### Passage for review
BEGIN

In her op-ed for the New York Times, Crenshaw calls the initiative an “abandonment of women of color” by Obama. Here’s a clip:

Gender exclusivity isn’t new, but it hasn’t been so starkly articulated as public policy in generations. It arises from the common belief that black men are exceptionally endangered by racism, occupying the bottom of every metric: especially school performance, work force participation and involvement with the criminal justice system. Black women are better off, the argument goes, and are thus less in need of targeted efforts to improve their lives. The White House is not the author of this myth, but is now its most influential promoter.

The evidence supporting these claims is often illogical, selective or just plain wrong. In February, when Mr. Obama announced the initiative — which is principally financed by philanthropic foundations, and did not require federal appropriations — he noted that boys who grew up without a father were more likely to be poor. More likely than whom? Certainly not their sisters, who are growing up in the same households, attending the same underfunded schools and living in the same neighborhoods.

END

### Exercise requirements
Can you retype the passage on Crenshaw's op-ed, starting with "In her op-ed" and going on through "most influential promoter."?

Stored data
BEGIN

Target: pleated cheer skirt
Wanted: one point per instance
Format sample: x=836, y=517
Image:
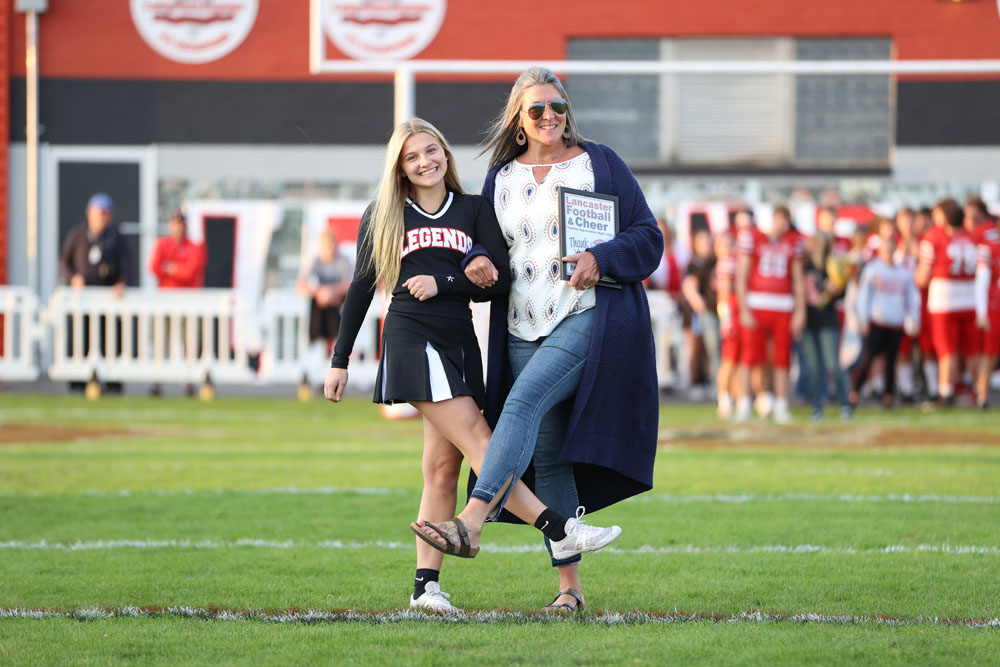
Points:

END

### Exercise result
In her op-ed for the New York Times, Crenshaw calls the initiative an “abandonment of women of color” by Obama. Here’s a clip:

Gender exclusivity isn’t new, but it hasn’t been so starkly articulated as public policy in generations. It arises from the common belief that black men are exceptionally endangered by racism, occupying the bottom of every metric: especially school performance, work force participation and involvement with the criminal justice system. Black women are better off, the argument goes, and are thus less in need of targeted efforts to improve their lives. The White House is not the author of this myth, but is now its most influential promoter.